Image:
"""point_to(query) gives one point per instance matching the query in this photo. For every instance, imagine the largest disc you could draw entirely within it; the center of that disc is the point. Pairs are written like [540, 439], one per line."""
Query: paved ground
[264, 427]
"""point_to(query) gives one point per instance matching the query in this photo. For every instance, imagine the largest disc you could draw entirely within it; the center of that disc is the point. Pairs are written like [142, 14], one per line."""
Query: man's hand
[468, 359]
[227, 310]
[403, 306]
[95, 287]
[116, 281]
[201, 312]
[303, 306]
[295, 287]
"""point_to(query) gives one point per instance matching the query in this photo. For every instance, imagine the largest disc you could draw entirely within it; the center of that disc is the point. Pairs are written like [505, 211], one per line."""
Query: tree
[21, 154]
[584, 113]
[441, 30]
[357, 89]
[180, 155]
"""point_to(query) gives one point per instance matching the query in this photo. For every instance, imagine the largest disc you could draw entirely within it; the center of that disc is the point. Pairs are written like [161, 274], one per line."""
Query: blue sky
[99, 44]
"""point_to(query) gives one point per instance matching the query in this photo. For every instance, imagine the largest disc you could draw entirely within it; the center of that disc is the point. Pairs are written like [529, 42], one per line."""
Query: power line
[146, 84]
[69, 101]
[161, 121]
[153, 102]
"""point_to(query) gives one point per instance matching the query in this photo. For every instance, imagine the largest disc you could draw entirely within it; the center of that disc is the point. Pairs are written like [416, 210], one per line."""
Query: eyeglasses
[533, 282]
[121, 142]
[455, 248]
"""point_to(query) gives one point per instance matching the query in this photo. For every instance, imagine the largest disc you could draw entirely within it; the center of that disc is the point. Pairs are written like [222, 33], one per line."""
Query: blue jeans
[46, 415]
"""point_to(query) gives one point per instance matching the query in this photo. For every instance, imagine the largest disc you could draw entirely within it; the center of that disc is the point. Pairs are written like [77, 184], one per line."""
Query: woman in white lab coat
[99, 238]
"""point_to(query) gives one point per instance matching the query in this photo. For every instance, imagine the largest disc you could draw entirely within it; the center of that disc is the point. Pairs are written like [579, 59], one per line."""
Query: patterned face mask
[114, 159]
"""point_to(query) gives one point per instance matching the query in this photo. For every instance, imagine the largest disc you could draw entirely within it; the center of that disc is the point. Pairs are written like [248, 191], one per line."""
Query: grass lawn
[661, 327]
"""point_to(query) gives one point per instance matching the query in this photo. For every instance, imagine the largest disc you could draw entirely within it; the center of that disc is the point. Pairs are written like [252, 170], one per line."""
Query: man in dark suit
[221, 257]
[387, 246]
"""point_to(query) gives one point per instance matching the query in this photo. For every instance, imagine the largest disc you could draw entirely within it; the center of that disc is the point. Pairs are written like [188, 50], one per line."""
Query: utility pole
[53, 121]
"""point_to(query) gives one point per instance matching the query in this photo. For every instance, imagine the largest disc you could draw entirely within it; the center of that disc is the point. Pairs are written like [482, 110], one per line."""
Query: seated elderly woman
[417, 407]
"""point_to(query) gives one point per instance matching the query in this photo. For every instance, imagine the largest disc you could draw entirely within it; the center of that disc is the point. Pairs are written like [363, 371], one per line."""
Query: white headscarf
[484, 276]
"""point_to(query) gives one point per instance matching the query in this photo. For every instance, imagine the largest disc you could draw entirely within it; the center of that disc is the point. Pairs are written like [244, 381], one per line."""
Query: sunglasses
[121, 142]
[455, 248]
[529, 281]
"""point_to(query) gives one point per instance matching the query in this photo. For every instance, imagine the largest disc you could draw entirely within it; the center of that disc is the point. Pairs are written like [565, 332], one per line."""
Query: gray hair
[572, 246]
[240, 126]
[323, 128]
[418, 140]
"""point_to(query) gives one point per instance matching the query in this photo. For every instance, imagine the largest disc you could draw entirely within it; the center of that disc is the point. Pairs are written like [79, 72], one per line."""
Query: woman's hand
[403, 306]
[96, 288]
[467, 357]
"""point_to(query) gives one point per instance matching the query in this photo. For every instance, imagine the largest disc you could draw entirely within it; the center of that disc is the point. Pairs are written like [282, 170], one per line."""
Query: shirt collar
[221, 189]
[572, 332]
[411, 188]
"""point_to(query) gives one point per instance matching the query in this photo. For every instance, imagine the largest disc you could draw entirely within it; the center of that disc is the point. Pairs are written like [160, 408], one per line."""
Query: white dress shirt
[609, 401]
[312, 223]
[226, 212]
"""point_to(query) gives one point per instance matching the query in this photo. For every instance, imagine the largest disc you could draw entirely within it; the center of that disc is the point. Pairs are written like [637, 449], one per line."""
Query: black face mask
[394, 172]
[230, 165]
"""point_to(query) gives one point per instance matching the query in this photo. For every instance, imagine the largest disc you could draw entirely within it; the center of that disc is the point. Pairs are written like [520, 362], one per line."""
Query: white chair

= To do =
Return each of the records above, word for word and without any change.

= Solution =
Image:
"""point_to(query) gives one point per instance matching the query in this photo. For every instance, imagine the largest disc you could draw entirely within it; the center of that disc is the point. Pairs are written like [540, 439], one per line."""
Query: paved ground
[264, 427]
"""point_to(query) gives one point per instance matching the query in this photo. For every instance, imagine the largest disc you could draw entirely within it; the center of that disc is the point. Pairs are written like [142, 14], one per line."""
Query: man's hand
[468, 359]
[227, 310]
[403, 306]
[95, 287]
[116, 281]
[201, 312]
[303, 306]
[295, 287]
"""point_to(query) gives one point per instance matching the query in this photo. For every instance, imagine the largest disc you could draw entirely within it; the center of that disc is the point. Pairs are written like [505, 211], one per line."""
Query: tree
[21, 154]
[584, 113]
[441, 30]
[357, 89]
[180, 155]
"""point_to(query) gives one point per instance matching the query in this photo. For every instance, imagine the largest disc you could draw entirely within it; the center of that disc is the point. Pairs are written like [161, 274], one per line."""
Query: blue sky
[99, 44]
"""point_to(query) gives one point per instance matching the query in this photo. For every instance, imagine the largest disc you could draw entirely within it; the center of that disc is the point. Pairs are written like [529, 42], one per line."""
Query: power line
[146, 84]
[69, 101]
[161, 121]
[153, 102]
"""point_to(query) gives one point per instance matching the query in this photo. For every instance, imagine the largest disc you could draw entirely within it; the center of that disc is the point. Pairs are written like [416, 210], one per line."""
Query: eyeglasses
[533, 282]
[121, 142]
[455, 248]
"""point_to(query) gives one point per instance matching the query in this photo. For every instance, imagine the largest disc you could draw entirely within it; the center of that disc is the point. Pairs are written like [222, 33], one per line."""
Query: blue jeans
[46, 415]
"""point_to(query) gives one point per instance matching the query in this photo. For every instance, imagine the largest disc you could draw entirely within it; the center of that disc is the point. Pairs are written like [77, 184], one per line."""
Query: woman in white lab coat
[99, 238]
"""point_to(query) gives one point per instance matching the query in this photo. For every instance, imagine the largest disc you could draw entirely within it; the center of that disc is the point. Pairs are written like [579, 59], one per line."""
Query: patterned face mask
[114, 159]
"""point_to(query) gives one point per instance matching the query in this photo. For every instance, imagine the largest disc you could draw entirely within it; the center of that disc is the point. Pairs are written like [248, 191], one per line."""
Query: grass lawn
[661, 327]
"""point_to(query) gives one point per instance matching the query in this photo. For every instance, imagine the largest disc you could draw entirely within it; the center of that disc is the point. Pairs are written like [252, 170], one per line."""
Query: man in dark suit
[221, 257]
[387, 246]
"""point_to(query) gives one point per instance matching the query in this photo. For every instance, imagine the largest disc you could draw entirely within it; the center of that disc is the point. Pairs are written like [188, 50], one per line."""
Query: utility pole
[53, 121]
"""point_to(query) gives one point per instance matching the query in this photo. For every instance, imagine the largest disc you could draw entirely within it; the center of that disc is the point. Pairs are written like [482, 110], one per line."""
Query: seated elderly woman
[417, 407]
"""point_to(query) gives one point per instance matching the query in this photo. For every instance, imagine the largest disc you could draw entirely within it; the center of that disc is the point. Pairs are written like [363, 371], one per line."""
Query: white headscarf
[484, 276]
"""point_to(query) gives one point per instance matching the query in this photo. For every instance, imagine the largest disc you could draw entirely within it; the center of that disc is the point. Pairs are written like [244, 381], one per line."""
Query: sunglasses
[121, 142]
[455, 248]
[529, 281]
"""point_to(query) gives one point per instance matching the query in this photo. For every instance, imagine the largest disc you could draw entirely within it; the center of that disc is the point. Pairs are written like [565, 332], one per line."""
Query: gray hair
[572, 246]
[240, 126]
[323, 128]
[418, 140]
"""point_to(query) gives one point per instance matching the query in this photo. For every instance, imagine the largest disc you could draw entirely within it; the center of that disc is the point. Pairs are written like [79, 72], one per line."""
Query: woman's hand
[403, 306]
[96, 288]
[467, 357]
"""point_to(query) gives one point per instance matching the query in this photo. For every instance, imagine the largest disc you could draw entirely within it; the center of that disc is the point. Pairs are written like [282, 170], one per line."""
Query: shirt collar
[221, 189]
[572, 332]
[411, 188]
"""point_to(query) gives one point per instance matching the query in this photo. For every instance, imagine the largest disc you could draw entirely within it; the center of that disc is the point. Pairs are written like [160, 408], one per line."""
Query: white dress shirt
[609, 401]
[312, 223]
[226, 212]
"""point_to(query) gives one point per instance matching the query in this photo. For every instance, imagine the largest disc you could draw entirely within it; the center of that disc is the point. Pairs are written like [637, 449], one per line."""
Query: black face mask
[394, 172]
[230, 165]
"""point_to(query) gives one point per instance matching the query in this photo. For every instance, imagine the largest disc you could draw entirely within it; the center of that disc is the point. Pairs are written like [520, 362], one per line."""
Query: white chair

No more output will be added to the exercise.